------ Given records

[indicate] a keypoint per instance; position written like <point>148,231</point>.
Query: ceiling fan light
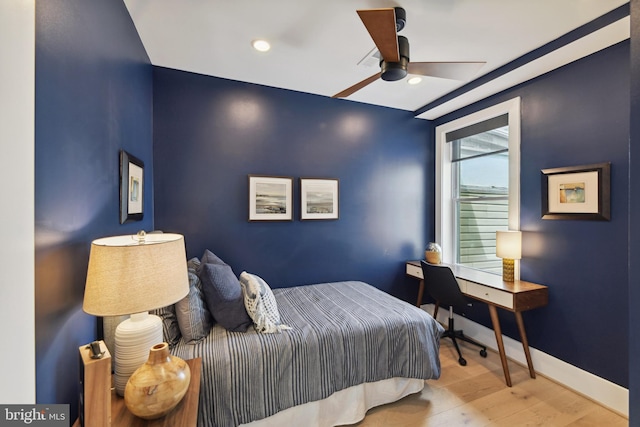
<point>393,71</point>
<point>261,45</point>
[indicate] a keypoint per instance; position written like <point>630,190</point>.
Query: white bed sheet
<point>346,406</point>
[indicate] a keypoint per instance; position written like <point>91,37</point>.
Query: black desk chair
<point>442,285</point>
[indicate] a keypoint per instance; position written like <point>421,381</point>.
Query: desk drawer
<point>486,293</point>
<point>415,271</point>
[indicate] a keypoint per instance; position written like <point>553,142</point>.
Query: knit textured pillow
<point>261,304</point>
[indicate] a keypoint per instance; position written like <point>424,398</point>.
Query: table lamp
<point>130,275</point>
<point>509,248</point>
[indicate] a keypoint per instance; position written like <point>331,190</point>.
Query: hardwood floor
<point>476,395</point>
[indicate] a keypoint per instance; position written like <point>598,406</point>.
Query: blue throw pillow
<point>194,319</point>
<point>223,296</point>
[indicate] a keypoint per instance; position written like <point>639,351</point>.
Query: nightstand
<point>183,415</point>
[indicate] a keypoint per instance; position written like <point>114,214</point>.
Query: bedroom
<point>378,243</point>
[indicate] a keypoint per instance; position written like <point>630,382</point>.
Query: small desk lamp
<point>509,248</point>
<point>132,275</point>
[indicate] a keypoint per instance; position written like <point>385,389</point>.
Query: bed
<point>350,347</point>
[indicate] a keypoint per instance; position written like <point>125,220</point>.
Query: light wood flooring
<point>476,395</point>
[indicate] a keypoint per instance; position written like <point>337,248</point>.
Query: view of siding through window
<point>481,177</point>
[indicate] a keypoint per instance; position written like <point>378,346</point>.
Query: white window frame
<point>445,209</point>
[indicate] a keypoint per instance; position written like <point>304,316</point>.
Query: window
<point>478,184</point>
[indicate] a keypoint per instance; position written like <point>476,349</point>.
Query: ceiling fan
<point>383,26</point>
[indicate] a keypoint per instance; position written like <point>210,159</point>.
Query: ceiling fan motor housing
<point>401,18</point>
<point>392,71</point>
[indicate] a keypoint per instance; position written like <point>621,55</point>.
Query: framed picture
<point>131,188</point>
<point>318,198</point>
<point>270,198</point>
<point>577,192</point>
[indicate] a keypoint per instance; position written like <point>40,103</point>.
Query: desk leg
<point>420,293</point>
<point>496,328</point>
<point>525,343</point>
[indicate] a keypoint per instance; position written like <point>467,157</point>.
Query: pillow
<point>261,304</point>
<point>170,327</point>
<point>194,319</point>
<point>223,296</point>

------------

Output the material above exactly, without pictures.

- **Exercise result**:
[indicate] a keypoint per instance; position written like <point>148,231</point>.
Query: ceiling fan light
<point>393,71</point>
<point>261,45</point>
[indicate] a keypoint per instance; position written like <point>630,190</point>.
Query: white bed sheet
<point>346,406</point>
[indicate] a keypoint per instance; position written like <point>91,37</point>.
Query: black desk chair
<point>442,285</point>
[indicate] a keypoint per instance; position written like <point>421,381</point>.
Query: desk drawer
<point>486,293</point>
<point>415,271</point>
[indicate] a keypoint per instance; position written like <point>553,142</point>.
Query: knit textured pillow
<point>261,304</point>
[indicate] a keypoint per instance; position written like <point>424,398</point>.
Query: table lamp
<point>130,275</point>
<point>509,248</point>
[indicate] a keypoint per instance; position written like <point>331,190</point>.
Query: hardwood floor
<point>476,395</point>
[indicate] a keypoint per instance; position written like <point>598,406</point>.
Query: blue throw pillow
<point>194,319</point>
<point>223,296</point>
[indicate] a keypoint per instance; position written like <point>639,351</point>.
Query: nightstand
<point>183,415</point>
[indicate] a keypoint per instance; position written like <point>114,214</point>.
Query: bedroom
<point>378,243</point>
[indicate] a keypoint per instance; position written like <point>630,382</point>.
Query: small desk lamp
<point>509,248</point>
<point>132,275</point>
[indicate] a keypoint per instance; position written like <point>385,389</point>.
Query: bed
<point>350,347</point>
[indicate] a keypoint per instance; position written like <point>125,220</point>.
Query: light wood flooring
<point>476,395</point>
[indicate] a keypoint per instance; position written like <point>337,248</point>.
Query: view of siding through window
<point>481,177</point>
[indicate] a keypoint per instance; position written like <point>378,346</point>.
Query: white window frame
<point>445,209</point>
[indicate] a keypoint per instance; position written like <point>304,316</point>.
Query: window
<point>478,184</point>
[indicate] a keypoint per instance; position written like <point>476,349</point>.
Query: ceiling fan
<point>383,26</point>
[indicate] a keypoint per instance; position written like <point>210,159</point>.
Query: ceiling fan motor housing
<point>401,18</point>
<point>392,71</point>
[indicate] a keypoint per instance; position written like <point>621,55</point>.
Query: framed picture
<point>131,188</point>
<point>318,198</point>
<point>270,198</point>
<point>577,192</point>
[indicate] a keypoint per instance; position written like <point>40,103</point>.
Query: desk leg
<point>420,293</point>
<point>496,328</point>
<point>525,343</point>
[indicate] a keypoint per instance; position written like <point>467,157</point>.
Query: pillow
<point>261,304</point>
<point>170,327</point>
<point>194,319</point>
<point>223,296</point>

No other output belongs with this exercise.